(Dataset records on object locations)
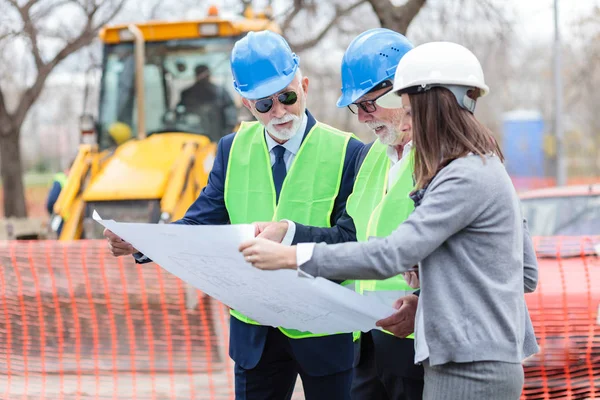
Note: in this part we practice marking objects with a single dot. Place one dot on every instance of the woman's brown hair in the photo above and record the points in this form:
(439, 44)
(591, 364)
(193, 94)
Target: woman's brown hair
(443, 131)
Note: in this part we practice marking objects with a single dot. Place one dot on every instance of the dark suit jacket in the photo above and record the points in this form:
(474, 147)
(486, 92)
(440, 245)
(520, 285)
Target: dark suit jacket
(317, 356)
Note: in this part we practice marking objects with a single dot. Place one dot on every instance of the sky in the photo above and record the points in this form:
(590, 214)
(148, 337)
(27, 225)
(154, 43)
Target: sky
(536, 17)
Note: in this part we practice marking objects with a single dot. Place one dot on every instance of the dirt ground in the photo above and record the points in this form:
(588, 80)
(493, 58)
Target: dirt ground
(124, 386)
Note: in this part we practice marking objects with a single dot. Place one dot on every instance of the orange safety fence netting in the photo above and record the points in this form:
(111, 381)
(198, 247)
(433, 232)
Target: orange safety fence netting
(77, 323)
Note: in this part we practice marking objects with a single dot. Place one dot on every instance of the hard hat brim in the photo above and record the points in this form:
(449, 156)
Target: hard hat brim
(350, 96)
(390, 100)
(268, 88)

◆ **REQUIRED TASK**:
Rewrite all of the records above, changing each "single dot" to "single point" and keeping everything else the same. Please leave the pictures out of your answer.

◆ **TASK RESULT**:
Note: in this part we practice marking objects with a single point. Place one dot on every instance of the woman's brown hair in the photo above and record the points in this form:
(439, 44)
(591, 364)
(193, 94)
Target: woman's brown hair
(443, 131)
Note: in this part we practice marking objects with a single point. Place one dot on every instance of the dark suit jacket in the photo above and record the points in this form:
(474, 147)
(486, 92)
(440, 245)
(520, 285)
Target: dark suit jacket
(317, 356)
Note: in this part we practice marking objects with a single point. Place one dot on every instance of the sky in the photo above and record the points in this form:
(590, 214)
(148, 337)
(27, 225)
(154, 43)
Target: sky
(536, 17)
Note: in this part we practice marking objects with a single point. Place one dot on every instance of the dirt ground in the photo above and record the points in this form:
(588, 80)
(493, 58)
Target: dirt ground
(124, 386)
Note: in this part we practice marking objects with a single point. Place one dot on every instance of the orange safety fence netting in the photo above and record the points in this form:
(111, 381)
(198, 247)
(433, 232)
Target: orange safety fence netting
(77, 323)
Note: in this part we practice marking objects with a single point. Place one dot on every instance of the hard hat brim in the photo above and record the points in this form:
(449, 156)
Target: hard hat brim
(350, 96)
(390, 100)
(268, 88)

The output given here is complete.